> **Extracted text**:

+ + + + + + +

We release (1) the images that belong to the slices we showed to users, and (2) information about users' hypotheses corresponding to these slices.

Slices shown to users

Each CSV file in the slices folder details which images in the MS-COCO dataset belonged to each slice that we showed users in our study.

  • Each row corresponds to an image belonging to our custom "test" split of MS-COCO (on which we ran the slice discovery algorithms).
    • The row will have a value of -1 for slice columns where it is not one of the top-20 images in the slice.
    • If an image does belong to a slice, then its slice column value will be set to a non-negative integer denoting its representativeness ranking in the slice (with value 0 being the "most representative").

The explore_slices notebook shows an example of how to read these CSV files, and visualize the images belonging to each slice.

Users' hypotheses

The user_hypotheses.csv spreadsheet contains the 180 total user hypotheses (created by 15 different users). 60 total unique slices were shown to 3 users, who each wrote down a different hypothesis corresponding to the slice (one hypothesis = one row).

Columns:

  • user_id is the unique ID of the user.
  • algorithm_condition is the algorithm condition (domino, ps (PlaneSpot), or baseline) for the slice shown to the user.
  • slice_no denotes which slice was shown to the user (where the slice IDs are consistent with those in the slices spreadsheets).
  • class_idx denotes the MS-COCO 2017 class that was. See our class-to-readable object name map here.
  • user_hypothesis contains the users' hypothesis. As described in the paper, the research team made slight modifications to the text that users wrote down (e.g., adding the phrase, "a photo of...") to use a consistent set of prompts for text-to-image retrieval (as part of hypothesis validation).
  • user_selected_fids contains the COCO 2017 numeric file IDs for the images that the user selected as matching their hypothesis, from the set of 20 images in the slice that they were shown.
  • contrastively_labeled_fids contains the COCO 2017 file IDs for the images that the research team obtained for hypothesis validation using a contrastive retrieval strategy (detailed in paper Appendix B). The file IDs in this list only include those that the researchers manually validated did "match" the hypothesis (see the labeling guide for further clarification).

+ + + + + + +

> **Your tasks**:
1. According to the dataset description, how many total user hypotheses does the user_hypotheses.csv spreadsheet contain?
2. Rewrite everything in the dataset description from "The explore_slices notebook" down to "the slices spreadsheets).", changing "slice_no" to "slice_index".
This data comes from a different source than the dataset description.

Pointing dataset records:

+ + + + + + +

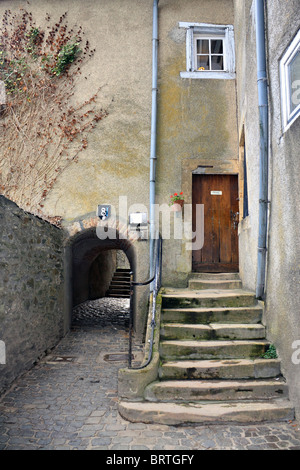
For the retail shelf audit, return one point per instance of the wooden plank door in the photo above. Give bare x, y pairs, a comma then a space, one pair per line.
219, 195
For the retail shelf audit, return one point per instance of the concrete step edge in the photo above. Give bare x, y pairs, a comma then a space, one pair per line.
207, 369
216, 390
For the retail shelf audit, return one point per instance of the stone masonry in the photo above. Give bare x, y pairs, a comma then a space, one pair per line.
31, 289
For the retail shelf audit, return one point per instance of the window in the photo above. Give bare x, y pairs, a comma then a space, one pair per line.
209, 51
290, 83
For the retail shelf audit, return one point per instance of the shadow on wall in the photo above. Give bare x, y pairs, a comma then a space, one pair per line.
94, 262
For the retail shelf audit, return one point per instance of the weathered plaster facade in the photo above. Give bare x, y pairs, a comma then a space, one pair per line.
196, 118
282, 303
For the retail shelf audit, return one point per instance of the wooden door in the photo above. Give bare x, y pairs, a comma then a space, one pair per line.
219, 195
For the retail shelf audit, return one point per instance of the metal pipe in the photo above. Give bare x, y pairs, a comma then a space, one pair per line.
153, 134
264, 144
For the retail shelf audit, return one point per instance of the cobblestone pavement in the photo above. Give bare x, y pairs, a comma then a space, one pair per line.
69, 400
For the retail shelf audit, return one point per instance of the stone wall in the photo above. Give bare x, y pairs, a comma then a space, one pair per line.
31, 289
282, 302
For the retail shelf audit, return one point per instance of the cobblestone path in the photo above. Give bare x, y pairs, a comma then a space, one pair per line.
69, 400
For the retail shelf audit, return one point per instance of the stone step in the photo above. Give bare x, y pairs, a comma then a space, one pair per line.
212, 331
179, 349
251, 314
119, 288
214, 390
214, 284
117, 295
214, 276
206, 413
210, 298
220, 369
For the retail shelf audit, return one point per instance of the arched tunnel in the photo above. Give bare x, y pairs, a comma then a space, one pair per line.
93, 263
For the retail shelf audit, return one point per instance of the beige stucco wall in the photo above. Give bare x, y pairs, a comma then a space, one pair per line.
282, 302
196, 118
247, 101
283, 275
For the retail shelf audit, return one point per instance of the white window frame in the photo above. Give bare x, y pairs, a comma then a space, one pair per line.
288, 116
209, 31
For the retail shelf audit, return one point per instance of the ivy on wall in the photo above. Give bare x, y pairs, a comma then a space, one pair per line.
42, 128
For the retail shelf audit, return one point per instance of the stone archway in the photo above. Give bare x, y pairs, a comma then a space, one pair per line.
90, 261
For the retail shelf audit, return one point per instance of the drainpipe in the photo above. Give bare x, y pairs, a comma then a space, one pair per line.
153, 135
264, 142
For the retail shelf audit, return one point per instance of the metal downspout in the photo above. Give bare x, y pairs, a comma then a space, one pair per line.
264, 143
153, 135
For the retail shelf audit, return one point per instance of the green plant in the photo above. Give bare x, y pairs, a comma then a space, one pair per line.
43, 128
270, 353
66, 57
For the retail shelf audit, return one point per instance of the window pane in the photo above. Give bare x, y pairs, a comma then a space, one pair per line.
202, 46
294, 70
217, 62
203, 62
216, 46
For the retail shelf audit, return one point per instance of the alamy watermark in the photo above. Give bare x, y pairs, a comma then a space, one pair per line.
2, 353
296, 353
188, 224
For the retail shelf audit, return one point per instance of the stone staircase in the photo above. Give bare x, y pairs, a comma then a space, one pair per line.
211, 366
120, 284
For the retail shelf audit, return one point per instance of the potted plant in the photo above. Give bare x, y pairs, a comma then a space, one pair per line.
177, 201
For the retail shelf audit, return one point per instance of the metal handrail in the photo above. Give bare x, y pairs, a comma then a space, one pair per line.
157, 282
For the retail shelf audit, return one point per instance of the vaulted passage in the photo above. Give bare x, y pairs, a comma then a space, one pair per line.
99, 279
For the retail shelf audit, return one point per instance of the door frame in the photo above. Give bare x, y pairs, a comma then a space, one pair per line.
203, 172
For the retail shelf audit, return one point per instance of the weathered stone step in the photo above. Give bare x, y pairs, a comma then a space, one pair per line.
197, 390
185, 298
220, 369
206, 413
215, 284
214, 276
119, 288
170, 350
204, 315
173, 331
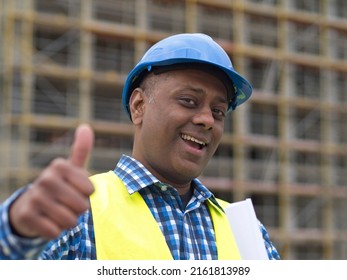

+ + + + + + +

> **Responses in order**:
1. 180

2.
The explore_slices notebook shows an example of how to read these CSV files, and visualize the images belonging to each slice.

Users' hypotheses

The user_hypotheses.csv spreadsheet contains the 180 total user hypotheses (created by 15 different users). 60 total unique slices were shown to 3 users, who each wrote down a different hypothesis corresponding to the slice (one hypothesis = one row).

Columns:

  • user_id is the unique ID of the user.
  • algorithm_condition is the algorithm condition (domino, ps (PlaneSpot), or baseline) for the slice shown to the user.
  • slice_index denotes which slice was shown to the user (where the slice IDs are consistent with those in the slices spreadsheets).